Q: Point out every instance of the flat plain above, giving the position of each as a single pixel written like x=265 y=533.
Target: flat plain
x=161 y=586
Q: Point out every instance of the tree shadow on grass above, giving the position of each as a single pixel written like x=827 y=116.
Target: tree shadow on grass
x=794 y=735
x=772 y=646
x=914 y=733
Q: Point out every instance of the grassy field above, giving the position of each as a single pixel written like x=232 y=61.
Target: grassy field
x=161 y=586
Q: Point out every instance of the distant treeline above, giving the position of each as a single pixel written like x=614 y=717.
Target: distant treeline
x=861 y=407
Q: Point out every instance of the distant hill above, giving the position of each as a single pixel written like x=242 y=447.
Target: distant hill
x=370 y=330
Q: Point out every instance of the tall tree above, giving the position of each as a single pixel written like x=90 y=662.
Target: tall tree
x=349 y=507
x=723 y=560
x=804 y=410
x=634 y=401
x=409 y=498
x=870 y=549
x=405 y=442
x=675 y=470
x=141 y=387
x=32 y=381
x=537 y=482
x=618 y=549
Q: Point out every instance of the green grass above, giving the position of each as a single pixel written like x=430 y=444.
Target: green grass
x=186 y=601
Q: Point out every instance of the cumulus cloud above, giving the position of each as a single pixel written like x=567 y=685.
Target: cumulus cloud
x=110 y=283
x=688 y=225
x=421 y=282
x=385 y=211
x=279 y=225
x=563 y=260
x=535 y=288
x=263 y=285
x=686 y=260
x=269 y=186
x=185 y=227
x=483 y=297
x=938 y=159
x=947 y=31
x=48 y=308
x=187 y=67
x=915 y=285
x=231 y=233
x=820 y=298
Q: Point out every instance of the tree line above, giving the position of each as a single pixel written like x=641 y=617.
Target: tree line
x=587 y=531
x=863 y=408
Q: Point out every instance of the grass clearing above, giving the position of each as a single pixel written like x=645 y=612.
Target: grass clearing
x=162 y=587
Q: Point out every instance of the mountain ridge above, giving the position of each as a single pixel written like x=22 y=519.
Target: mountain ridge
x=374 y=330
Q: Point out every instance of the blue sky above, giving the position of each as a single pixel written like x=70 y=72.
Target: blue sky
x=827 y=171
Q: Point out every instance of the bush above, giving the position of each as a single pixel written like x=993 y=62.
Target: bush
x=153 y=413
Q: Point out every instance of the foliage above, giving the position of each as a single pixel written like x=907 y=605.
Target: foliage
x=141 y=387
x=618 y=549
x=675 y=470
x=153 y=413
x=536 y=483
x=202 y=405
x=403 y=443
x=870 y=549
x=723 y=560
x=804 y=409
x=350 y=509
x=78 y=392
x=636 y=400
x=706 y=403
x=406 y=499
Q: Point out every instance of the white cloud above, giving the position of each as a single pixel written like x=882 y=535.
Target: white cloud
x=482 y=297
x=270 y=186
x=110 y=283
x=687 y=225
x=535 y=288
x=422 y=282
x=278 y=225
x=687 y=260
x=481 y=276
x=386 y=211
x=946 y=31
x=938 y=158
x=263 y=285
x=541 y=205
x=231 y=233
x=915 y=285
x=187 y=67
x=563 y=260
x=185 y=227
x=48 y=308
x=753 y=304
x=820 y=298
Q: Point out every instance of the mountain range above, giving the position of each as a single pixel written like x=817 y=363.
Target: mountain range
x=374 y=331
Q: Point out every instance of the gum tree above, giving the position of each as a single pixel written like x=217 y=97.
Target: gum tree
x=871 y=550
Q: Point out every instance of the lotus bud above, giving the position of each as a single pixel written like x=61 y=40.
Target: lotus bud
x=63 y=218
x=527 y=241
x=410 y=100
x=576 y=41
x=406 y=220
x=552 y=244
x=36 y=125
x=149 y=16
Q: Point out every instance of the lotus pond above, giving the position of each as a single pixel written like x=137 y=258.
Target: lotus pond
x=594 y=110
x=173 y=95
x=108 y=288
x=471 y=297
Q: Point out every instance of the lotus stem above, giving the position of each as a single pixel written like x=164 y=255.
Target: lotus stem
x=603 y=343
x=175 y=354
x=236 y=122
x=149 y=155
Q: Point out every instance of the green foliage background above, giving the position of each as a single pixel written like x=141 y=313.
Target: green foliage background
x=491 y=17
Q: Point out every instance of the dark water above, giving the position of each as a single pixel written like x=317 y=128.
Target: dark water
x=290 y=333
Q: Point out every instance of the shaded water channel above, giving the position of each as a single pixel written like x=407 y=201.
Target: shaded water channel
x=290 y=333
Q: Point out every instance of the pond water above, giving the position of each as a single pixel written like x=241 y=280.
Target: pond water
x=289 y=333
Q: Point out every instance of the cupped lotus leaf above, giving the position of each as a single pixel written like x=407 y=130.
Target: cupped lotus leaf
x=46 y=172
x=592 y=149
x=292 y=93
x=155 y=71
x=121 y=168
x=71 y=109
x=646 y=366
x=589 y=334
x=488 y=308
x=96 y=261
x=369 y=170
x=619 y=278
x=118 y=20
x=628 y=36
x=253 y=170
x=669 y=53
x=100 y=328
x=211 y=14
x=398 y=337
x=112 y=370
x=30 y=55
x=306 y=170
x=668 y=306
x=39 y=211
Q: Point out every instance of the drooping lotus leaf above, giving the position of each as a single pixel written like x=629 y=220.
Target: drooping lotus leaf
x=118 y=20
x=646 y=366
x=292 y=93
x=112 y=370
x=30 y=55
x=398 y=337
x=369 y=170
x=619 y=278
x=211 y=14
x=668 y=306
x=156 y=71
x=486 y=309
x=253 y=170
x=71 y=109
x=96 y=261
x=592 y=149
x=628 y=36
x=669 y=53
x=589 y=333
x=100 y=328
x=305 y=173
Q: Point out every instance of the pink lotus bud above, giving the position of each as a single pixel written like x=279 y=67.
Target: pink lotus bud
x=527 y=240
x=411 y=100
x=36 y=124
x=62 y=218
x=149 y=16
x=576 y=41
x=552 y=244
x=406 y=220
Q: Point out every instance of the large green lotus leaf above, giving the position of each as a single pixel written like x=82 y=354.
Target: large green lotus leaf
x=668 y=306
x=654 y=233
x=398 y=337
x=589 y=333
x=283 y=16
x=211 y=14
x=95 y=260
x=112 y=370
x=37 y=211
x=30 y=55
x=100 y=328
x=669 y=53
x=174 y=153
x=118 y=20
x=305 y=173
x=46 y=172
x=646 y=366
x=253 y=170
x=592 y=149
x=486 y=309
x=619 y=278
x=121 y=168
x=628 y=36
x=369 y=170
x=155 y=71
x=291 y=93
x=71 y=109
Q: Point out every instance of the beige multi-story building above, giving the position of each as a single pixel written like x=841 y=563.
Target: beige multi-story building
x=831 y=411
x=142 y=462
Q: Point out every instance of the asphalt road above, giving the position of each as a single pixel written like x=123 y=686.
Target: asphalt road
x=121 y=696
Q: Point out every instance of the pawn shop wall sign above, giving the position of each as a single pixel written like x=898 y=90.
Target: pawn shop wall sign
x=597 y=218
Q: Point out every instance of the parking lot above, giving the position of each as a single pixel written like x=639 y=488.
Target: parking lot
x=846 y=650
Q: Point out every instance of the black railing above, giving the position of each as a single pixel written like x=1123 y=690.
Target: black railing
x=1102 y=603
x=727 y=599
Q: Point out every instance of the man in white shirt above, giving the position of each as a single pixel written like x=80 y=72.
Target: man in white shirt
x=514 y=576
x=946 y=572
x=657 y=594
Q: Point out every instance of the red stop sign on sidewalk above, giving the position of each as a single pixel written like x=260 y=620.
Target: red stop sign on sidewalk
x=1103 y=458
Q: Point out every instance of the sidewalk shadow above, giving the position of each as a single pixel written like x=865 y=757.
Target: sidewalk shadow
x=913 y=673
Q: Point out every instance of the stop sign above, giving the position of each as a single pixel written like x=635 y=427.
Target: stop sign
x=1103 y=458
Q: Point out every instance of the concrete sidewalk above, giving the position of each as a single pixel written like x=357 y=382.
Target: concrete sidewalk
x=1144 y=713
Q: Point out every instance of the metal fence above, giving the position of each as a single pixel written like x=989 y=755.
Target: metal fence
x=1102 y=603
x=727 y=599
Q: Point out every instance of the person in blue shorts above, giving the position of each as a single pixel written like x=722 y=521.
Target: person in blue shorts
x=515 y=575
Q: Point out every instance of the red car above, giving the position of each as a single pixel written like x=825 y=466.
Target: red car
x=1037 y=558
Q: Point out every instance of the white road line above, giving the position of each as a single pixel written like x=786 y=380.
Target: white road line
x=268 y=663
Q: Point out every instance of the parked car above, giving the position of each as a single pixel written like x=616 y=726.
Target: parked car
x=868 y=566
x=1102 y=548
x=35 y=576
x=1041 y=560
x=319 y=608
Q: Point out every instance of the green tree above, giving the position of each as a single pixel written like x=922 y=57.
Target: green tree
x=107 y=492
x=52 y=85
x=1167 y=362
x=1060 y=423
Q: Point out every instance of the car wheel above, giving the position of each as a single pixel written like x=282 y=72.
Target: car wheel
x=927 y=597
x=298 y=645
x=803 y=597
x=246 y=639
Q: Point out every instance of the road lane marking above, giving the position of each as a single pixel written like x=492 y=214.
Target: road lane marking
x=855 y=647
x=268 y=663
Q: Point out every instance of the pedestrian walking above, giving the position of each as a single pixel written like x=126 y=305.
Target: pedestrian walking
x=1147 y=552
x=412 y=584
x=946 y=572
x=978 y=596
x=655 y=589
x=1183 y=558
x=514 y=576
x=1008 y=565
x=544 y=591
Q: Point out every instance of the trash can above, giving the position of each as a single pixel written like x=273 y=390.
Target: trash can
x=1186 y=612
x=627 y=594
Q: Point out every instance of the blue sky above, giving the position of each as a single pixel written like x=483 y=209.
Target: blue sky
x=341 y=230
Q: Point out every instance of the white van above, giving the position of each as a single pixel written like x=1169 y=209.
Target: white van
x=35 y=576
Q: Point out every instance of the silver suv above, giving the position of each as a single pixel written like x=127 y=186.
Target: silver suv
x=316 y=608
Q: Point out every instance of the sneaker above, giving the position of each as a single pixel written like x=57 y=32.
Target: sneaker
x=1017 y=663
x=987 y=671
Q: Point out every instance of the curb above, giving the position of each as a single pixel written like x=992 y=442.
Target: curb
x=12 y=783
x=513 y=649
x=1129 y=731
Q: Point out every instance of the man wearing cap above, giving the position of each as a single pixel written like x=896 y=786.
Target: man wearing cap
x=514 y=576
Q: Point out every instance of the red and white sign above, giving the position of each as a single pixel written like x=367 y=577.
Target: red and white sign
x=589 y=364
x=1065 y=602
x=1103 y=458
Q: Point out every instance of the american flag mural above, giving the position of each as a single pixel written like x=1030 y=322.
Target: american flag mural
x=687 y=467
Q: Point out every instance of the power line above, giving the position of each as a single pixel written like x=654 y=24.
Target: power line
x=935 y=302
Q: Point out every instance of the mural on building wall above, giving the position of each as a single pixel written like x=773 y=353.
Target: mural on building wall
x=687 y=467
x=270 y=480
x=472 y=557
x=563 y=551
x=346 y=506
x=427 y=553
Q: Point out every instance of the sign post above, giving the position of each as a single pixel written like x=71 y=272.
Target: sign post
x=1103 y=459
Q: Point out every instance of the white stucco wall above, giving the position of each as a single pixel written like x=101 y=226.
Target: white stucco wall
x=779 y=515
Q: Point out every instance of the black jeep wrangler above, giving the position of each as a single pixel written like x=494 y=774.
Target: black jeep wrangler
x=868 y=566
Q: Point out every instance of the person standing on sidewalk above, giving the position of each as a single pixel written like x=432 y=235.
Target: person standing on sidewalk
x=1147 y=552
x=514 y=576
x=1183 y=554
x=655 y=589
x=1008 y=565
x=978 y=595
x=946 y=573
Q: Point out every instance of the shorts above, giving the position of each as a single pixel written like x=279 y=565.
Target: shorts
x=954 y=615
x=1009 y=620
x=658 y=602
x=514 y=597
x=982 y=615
········
◆ Short task
Can you give the part of the data above that opens with the line containing "Q: Point out every instance of the curb" and closes with the line containing "x=1129 y=731" as a numbered list, both end lines included and blank lines left out?

◆ Correct result
1. Q: Point out every instance of the curb above, giving the position of each as a single pixel written like x=992 y=442.
2. Target: curb
3. x=12 y=783
4. x=513 y=649
5. x=1129 y=731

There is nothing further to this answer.